### EXERCISE INSTRUCTIONS
Starting at the line that holds "it: point(110, 139)." and stopping at the line that holds "it: point(0, 187).", restate the records below word for word, with both of those lines included.

————

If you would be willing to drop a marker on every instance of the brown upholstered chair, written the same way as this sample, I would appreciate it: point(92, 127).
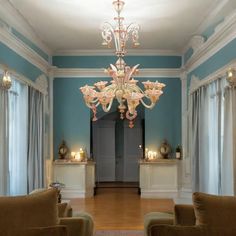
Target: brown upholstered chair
point(209, 215)
point(39, 214)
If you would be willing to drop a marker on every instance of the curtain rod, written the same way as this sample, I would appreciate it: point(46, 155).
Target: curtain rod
point(220, 73)
point(22, 78)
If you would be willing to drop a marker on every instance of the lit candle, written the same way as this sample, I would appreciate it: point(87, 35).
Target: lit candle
point(77, 156)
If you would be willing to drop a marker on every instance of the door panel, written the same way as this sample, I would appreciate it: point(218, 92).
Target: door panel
point(104, 150)
point(132, 140)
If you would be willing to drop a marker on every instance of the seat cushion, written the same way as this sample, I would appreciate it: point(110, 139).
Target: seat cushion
point(214, 211)
point(36, 210)
point(184, 215)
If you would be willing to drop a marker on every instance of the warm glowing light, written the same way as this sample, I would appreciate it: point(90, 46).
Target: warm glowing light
point(123, 87)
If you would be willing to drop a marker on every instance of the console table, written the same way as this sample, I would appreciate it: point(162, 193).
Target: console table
point(159, 179)
point(78, 177)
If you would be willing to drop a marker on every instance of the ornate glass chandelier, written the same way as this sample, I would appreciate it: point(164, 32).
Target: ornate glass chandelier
point(123, 87)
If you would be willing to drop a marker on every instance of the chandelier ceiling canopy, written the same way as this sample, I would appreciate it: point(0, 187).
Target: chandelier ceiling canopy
point(123, 87)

————

### ANSWER TO THIS TASK
If you would be willing to drop a marker on every instance of the seat cushion, written the same way as this sample, I would appreciate it: point(110, 139).
Target: seat cushion
point(214, 211)
point(36, 210)
point(184, 215)
If you would be willing to drop a marker on every instance of the warm glowing light, written the same way as this sample, I would appreciate it: point(90, 46).
Target: warm glowing light
point(123, 87)
If you would be willing to drop a marker on every instance of the console table, written the same way as this sample, I would appreciate it: point(162, 193).
Target: console table
point(159, 179)
point(78, 177)
If you would be willing to drop a marker on every instance of the ornate glass chandelier, written the same way as this sample, I would appreciate it: point(164, 32).
Target: ornate glass chandelier
point(123, 87)
If you would be willing to drop a marker on every instance of the chandelier ceiling canopy, written the same way as this sample, I would appreciate it: point(0, 187).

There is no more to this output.